Task requirements:
Print all the entries verbatim.

╭──

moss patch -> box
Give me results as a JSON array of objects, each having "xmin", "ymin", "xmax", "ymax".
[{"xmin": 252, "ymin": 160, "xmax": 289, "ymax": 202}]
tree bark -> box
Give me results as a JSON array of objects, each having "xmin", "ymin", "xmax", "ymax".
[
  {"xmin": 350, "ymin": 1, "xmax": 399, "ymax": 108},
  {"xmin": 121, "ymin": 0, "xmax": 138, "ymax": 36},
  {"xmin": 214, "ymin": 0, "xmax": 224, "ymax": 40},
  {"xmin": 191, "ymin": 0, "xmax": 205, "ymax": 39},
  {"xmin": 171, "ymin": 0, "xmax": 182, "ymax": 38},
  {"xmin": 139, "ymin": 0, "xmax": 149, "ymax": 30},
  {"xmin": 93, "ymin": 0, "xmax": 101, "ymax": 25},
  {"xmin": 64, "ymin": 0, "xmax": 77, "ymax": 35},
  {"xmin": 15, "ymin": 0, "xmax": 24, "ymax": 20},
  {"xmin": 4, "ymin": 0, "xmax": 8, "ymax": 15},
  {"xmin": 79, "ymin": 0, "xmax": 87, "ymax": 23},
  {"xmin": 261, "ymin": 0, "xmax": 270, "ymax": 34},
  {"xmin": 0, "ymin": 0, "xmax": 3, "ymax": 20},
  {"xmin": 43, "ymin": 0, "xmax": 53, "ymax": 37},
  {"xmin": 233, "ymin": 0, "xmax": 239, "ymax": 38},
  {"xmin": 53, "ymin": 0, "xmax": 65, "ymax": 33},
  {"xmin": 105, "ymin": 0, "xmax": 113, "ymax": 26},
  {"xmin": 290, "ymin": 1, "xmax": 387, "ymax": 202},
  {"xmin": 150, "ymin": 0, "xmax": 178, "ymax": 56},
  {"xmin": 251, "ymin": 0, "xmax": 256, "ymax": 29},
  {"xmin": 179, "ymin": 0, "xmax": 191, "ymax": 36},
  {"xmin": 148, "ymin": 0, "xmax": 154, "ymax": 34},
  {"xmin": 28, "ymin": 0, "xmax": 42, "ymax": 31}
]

╰──

Exercise output:
moss patch -> box
Give me results as a JSON array of objects, each having "xmin", "ymin", "xmax", "ymax".
[{"xmin": 252, "ymin": 160, "xmax": 289, "ymax": 202}]
tree bark -> box
Give me results as a JSON array of objects, each having "xmin", "ymin", "xmax", "ymax".
[
  {"xmin": 350, "ymin": 1, "xmax": 399, "ymax": 108},
  {"xmin": 121, "ymin": 0, "xmax": 138, "ymax": 36},
  {"xmin": 214, "ymin": 0, "xmax": 224, "ymax": 40},
  {"xmin": 191, "ymin": 0, "xmax": 205, "ymax": 39},
  {"xmin": 171, "ymin": 0, "xmax": 182, "ymax": 38},
  {"xmin": 139, "ymin": 0, "xmax": 149, "ymax": 30},
  {"xmin": 93, "ymin": 0, "xmax": 101, "ymax": 25},
  {"xmin": 64, "ymin": 0, "xmax": 77, "ymax": 35},
  {"xmin": 15, "ymin": 0, "xmax": 24, "ymax": 20},
  {"xmin": 4, "ymin": 0, "xmax": 8, "ymax": 15},
  {"xmin": 79, "ymin": 0, "xmax": 87, "ymax": 23},
  {"xmin": 261, "ymin": 0, "xmax": 270, "ymax": 34},
  {"xmin": 0, "ymin": 0, "xmax": 3, "ymax": 20},
  {"xmin": 43, "ymin": 0, "xmax": 53, "ymax": 37},
  {"xmin": 233, "ymin": 0, "xmax": 239, "ymax": 38},
  {"xmin": 53, "ymin": 0, "xmax": 65, "ymax": 33},
  {"xmin": 105, "ymin": 0, "xmax": 113, "ymax": 26},
  {"xmin": 290, "ymin": 1, "xmax": 387, "ymax": 202},
  {"xmin": 150, "ymin": 0, "xmax": 178, "ymax": 56},
  {"xmin": 251, "ymin": 0, "xmax": 256, "ymax": 29},
  {"xmin": 179, "ymin": 0, "xmax": 191, "ymax": 36},
  {"xmin": 148, "ymin": 0, "xmax": 154, "ymax": 34},
  {"xmin": 28, "ymin": 0, "xmax": 42, "ymax": 31}
]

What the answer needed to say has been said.